=== EXTRACT PROVIDED ===

When I do this it reminds of my own hypocrisy of telling my daughter to do her homework daily.  Of putting in the time to get good grades instead of watching TV or playing video games.  I can't expect her to get it right when I myself am failing.  I need to set good guidelines, not just for her, but also for me.  I need to lead by example.  Right now the rules seems to be "do as I say, not as I do."  Doesn't really seem fair and it isn't.  I need to get my act together so that I can teach her to get hers in order.

I loved the "Picture It" method.  I loved envisioning myself in the place of one of the characters in the Bible story.  It was a great way of thinking of what it would have been like to see Jesus and hear Jesus. Even though I crammed I got a lot out of the weeks study.  Funny enough the truths that came out at me were ones I needed to hear this week.  They were ones about Jesus' healing relief and freedom (Mark 1:40-45; 5:21-45; & Mark 7:31-37); about trusting Jesus to provide (Mark 6:35-44); and about where Jesus is in the storms (Mark 4:35-41; Mark 6:45-51). Another good reminder why I should be in the Word daily.  These are all things I need to be reminded of and need to embrace.

===

- _GIVEN INSTRUCTION_:
Repeat word for word the passage of the reflection on Bible study starting with "I loved the" and going on through "need to embrace.". The listing bears no relation to the reflection above.

=== RECORD EXTRACTS ===

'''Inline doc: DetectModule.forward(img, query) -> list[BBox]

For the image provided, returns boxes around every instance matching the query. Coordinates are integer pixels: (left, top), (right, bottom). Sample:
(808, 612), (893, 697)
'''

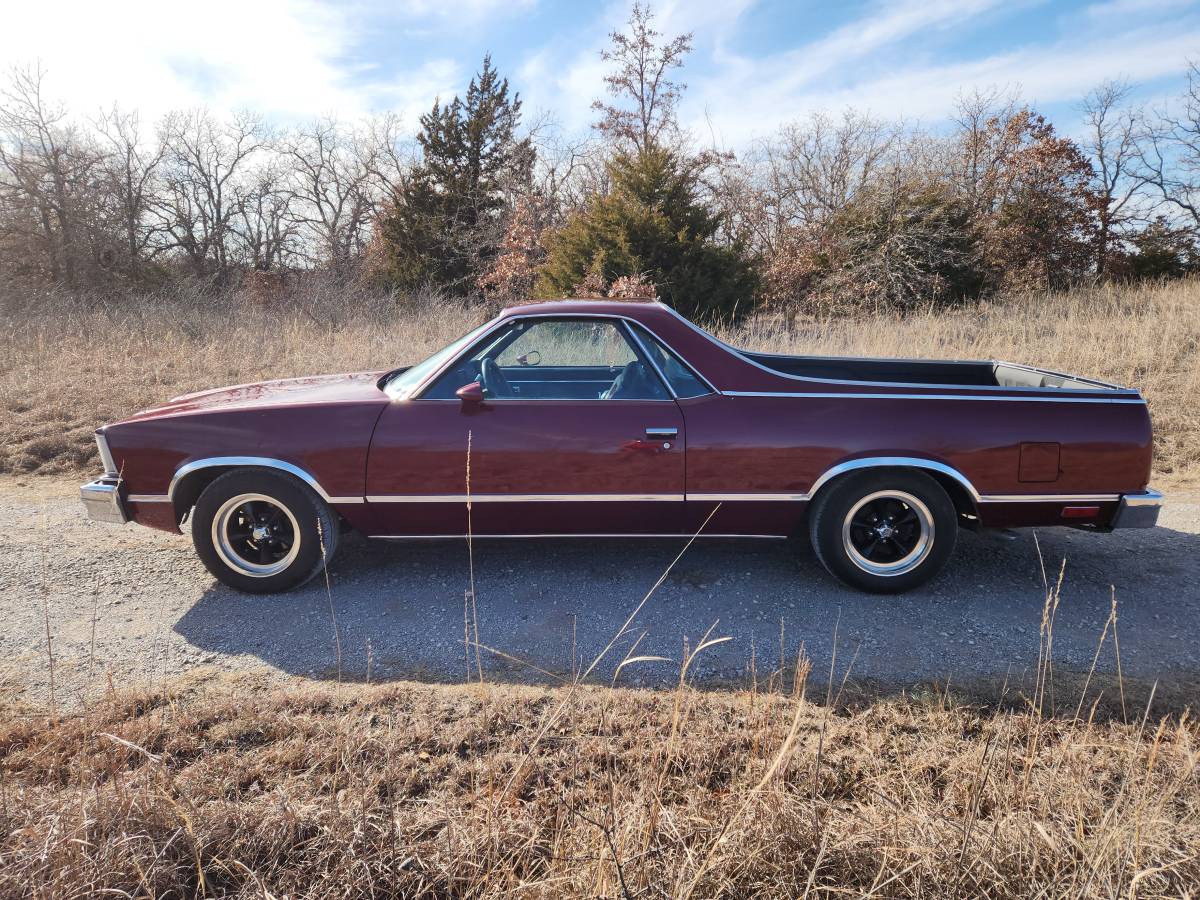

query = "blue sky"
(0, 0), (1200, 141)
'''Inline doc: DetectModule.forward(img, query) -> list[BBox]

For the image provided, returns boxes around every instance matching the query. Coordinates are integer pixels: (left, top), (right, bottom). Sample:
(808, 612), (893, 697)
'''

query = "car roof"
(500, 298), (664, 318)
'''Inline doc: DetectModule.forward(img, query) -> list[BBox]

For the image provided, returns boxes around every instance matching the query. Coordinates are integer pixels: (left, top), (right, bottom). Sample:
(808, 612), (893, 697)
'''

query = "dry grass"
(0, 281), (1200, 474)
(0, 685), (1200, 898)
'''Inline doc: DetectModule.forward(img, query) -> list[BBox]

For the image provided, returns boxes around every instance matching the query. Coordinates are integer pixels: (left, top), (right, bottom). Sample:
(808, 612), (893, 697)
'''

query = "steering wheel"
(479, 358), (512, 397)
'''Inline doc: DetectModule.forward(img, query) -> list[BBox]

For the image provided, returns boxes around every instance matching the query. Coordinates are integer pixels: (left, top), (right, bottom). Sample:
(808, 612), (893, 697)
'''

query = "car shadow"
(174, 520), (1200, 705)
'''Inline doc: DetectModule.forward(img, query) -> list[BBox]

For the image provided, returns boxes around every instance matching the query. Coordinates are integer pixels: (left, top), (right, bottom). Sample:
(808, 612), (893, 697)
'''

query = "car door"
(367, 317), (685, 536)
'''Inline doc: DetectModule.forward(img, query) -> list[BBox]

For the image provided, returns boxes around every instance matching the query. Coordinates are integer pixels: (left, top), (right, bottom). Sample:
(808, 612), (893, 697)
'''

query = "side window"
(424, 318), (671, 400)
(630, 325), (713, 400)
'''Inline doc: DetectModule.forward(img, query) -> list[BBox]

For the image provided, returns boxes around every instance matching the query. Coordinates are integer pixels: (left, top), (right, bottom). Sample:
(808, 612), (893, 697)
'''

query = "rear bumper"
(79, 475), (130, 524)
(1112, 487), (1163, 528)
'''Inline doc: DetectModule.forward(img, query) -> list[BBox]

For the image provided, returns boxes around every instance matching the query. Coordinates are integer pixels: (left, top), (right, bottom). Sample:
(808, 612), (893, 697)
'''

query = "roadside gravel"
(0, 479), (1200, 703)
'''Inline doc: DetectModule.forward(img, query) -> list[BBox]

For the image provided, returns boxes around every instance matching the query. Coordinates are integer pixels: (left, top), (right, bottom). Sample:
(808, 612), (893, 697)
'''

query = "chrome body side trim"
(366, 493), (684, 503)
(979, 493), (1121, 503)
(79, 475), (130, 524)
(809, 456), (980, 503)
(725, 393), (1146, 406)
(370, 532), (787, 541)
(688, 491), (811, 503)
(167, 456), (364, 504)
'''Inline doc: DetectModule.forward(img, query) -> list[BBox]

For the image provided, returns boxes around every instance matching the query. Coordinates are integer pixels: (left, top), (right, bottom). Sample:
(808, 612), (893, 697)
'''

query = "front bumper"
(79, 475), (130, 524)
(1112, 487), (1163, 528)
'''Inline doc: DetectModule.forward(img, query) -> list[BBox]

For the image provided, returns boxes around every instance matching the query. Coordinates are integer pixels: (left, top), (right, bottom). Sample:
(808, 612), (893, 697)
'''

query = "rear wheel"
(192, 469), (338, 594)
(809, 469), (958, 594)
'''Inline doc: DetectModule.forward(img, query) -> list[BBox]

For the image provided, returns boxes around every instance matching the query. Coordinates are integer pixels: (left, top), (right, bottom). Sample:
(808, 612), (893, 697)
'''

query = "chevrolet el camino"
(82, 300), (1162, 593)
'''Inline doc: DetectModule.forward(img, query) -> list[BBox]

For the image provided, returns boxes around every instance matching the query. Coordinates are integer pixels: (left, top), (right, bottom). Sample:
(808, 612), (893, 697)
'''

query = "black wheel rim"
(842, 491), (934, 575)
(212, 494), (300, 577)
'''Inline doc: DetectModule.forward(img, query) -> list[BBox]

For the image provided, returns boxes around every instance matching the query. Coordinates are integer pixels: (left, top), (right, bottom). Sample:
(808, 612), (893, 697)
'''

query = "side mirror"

===

- _RESULT FOR THIS TASK_:
I loved the "Picture It" method.  I loved envisioning myself in the place of one of the characters in the Bible story.  It was a great way of thinking of what it would have been like to see Jesus and hear Jesus. Even though I crammed I got a lot out of the weeks study.  Funny enough the truths that came out at me were ones I needed to hear this week.  They were ones about Jesus' healing relief and freedom (Mark 1:40-45; 5:21-45; & Mark 7:31-37); about trusting Jesus to provide (Mark 6:35-44); and about where Jesus is in the storms (Mark 4:35-41; Mark 6:45-51). Another good reminder why I should be in the Word daily.  These are all things I need to be reminded of and need to embrace.